**Tarefas:**
1 - Segundo o texto de leitura, qual é o paradigma que emerge?
2 - Cite a parte do texto de leitura que abre com as palavras que contêm "O paradigma que" e fecha com "sociedades e economias.".

Esta forma de olhar e valorizar o mundo não se compadece com as velhas dicotomias políticas esquerda/direita ou comunismo/capitalismo, ou com as ainda mais velhas dicotomias ontológicas homem/natureza ou vivo/inanimado. O antropocentrismo a que todas elas estão sujeitas coloca-as no domínio das mundividências com interesse histórico e com pouco interesse social. Podemos (e devemos), sempre conscientes de que são uma perceção obsoleta, usar algumas das ideias e conceitos que aí residem para elaborar cartas celestes que nos guiem na construção das novas perceções que a nossa época reclama, mantendo sempre viva a ideia de que, também as novas, não passam de perceções histórica e culturalmente situadas.
Uma reflexão atenta sobre o mundo leva-nos necessariamente à conclusão de que a riqueza é produzida não só pelos humanos, mas por todos os sistemas do planeta; de facto, as riquezas fundamentais só podem ser produzidas pelos ecossistemas: a riqueza da água com qualidade que permita o florescimento da vida, de uma atmosfera limpa, de alimentos saudáveis e tudo o mais de que precisamos para que a oikos onde estamos nos proporcione uma vida com qualidade e tempo para a comunidade. Não se trata de atribuir uma valorização instrumentalista ao mundo natural, mas antes a construção da perceção de que não somos donos desse mundo, somos seus constituintes; criar a consciência de que a Ciência, a Arte ou a Filosofia não são tentativas de tornar o mundo inteligível e dominável aos olhos e mãos humanas, mas ensaios de um mundo que busca compreender-se a si mesmo.
O paradigma que emerge é o da diversidade: o poliparadigma cuja linha orientadora é a totalidade, o ὂλος (translit.: holos) da existência. Mais uma vez plagio (como se fosse possível plagiar no mundo uno) a ideia do mundo natural; da mesma forma que a biodiversidade simbiótica garante a resiliência de um ecossistema e que a ecodiversidade simbiótica garante a resiliência do planeta, são também as diversidades de ideias e práticas humanas simbiontes que poderão garantir a resiliência de sociedades e economias.

**Dados recolhidos:**
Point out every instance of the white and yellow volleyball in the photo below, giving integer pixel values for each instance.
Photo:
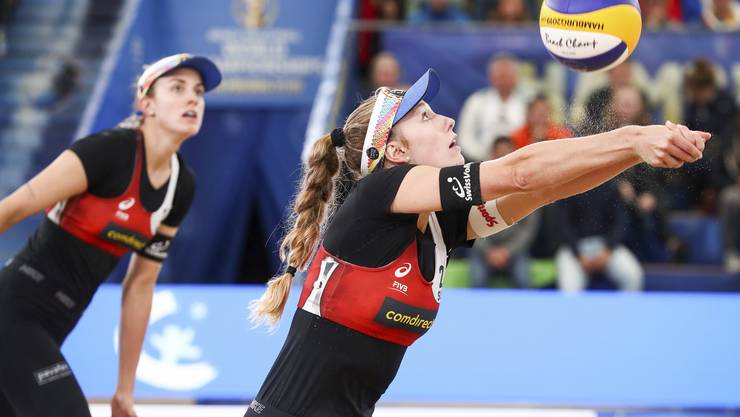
(590, 35)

**Respostas por tarefa:**
1 - O paradigma da diversidade.

2 -
O paradigma que emerge é o da diversidade: o poliparadigma cuja linha orientadora é a totalidade, o ὂλος (translit.: holos) da existência. Mais uma vez plagio (como se fosse possível plagiar no mundo uno) a ideia do mundo natural; da mesma forma que a biodiversidade simbiótica garante a resiliência de um ecossistema e que a ecodiversidade simbiótica garante a resiliência do planeta, são também as diversidades de ideias e práticas humanas simbiontes que poderão garantir a resiliência de sociedades e economias.